## LA CRITIQUE:
----

AHHHHH BEIN VOILA. J’attendais un titre aussi chelou que “Talk to you” depuis 32 ans. Jerry aurait même pu faire plus compliqué à la batterie : il reste étonnamment droit sur la partie “riff démoniaque" qui fait l’intro et les passages les plus chelous de ce titre faussement déconstruit. Parlant batterie, c’est moi ou la grosse caisse est enterrée dans le mix ? Ca fonctionne quand même grave, et trêve de fouloulisme : il y a tout ce que j’aime dans King’s X dans ce titre. Accrocheur, inquiétant, parfois planant, inattendu. Me concernant, c'est clairement le meilleur titre de l’album, malgré une fin en "fade out" qui aurait gagné à être plus aboutie.

----

## CONSIGNE DE TRAVAIL:
Citez mot pour mot le passage de la critique qui s'ouvre sur les mots contenant « AHHHHH BEIN VOILA. » et se termine par « être plus aboutie. ». Les lignes présentées ensuite n'ont aucun rapport avec la critique.

## MATÉRIEL FOURNI:
----

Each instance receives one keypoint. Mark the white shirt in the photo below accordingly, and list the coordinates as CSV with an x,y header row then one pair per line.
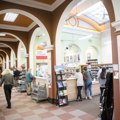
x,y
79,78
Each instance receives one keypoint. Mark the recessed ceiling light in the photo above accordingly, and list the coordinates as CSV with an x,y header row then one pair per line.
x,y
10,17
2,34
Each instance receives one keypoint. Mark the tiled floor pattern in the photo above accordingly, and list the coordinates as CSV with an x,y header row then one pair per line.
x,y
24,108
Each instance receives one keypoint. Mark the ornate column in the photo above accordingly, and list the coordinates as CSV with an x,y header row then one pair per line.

----

## ZONE DE RÉPONSE:
AHHHHH BEIN VOILA. J’attendais un titre aussi chelou que “Talk to you” depuis 32 ans. Jerry aurait même pu faire plus compliqué à la batterie : il reste étonnamment droit sur la partie “riff démoniaque" qui fait l’intro et les passages les plus chelous de ce titre faussement déconstruit. Parlant batterie, c’est moi ou la grosse caisse est enterrée dans le mix ? Ca fonctionne quand même grave, et trêve de fouloulisme : il y a tout ce que j’aime dans King’s X dans ce titre. Accrocheur, inquiétant, parfois planant, inattendu. Me concernant, c'est clairement le meilleur titre de l’album, malgré une fin en "fade out" qui aurait gagné à être plus aboutie.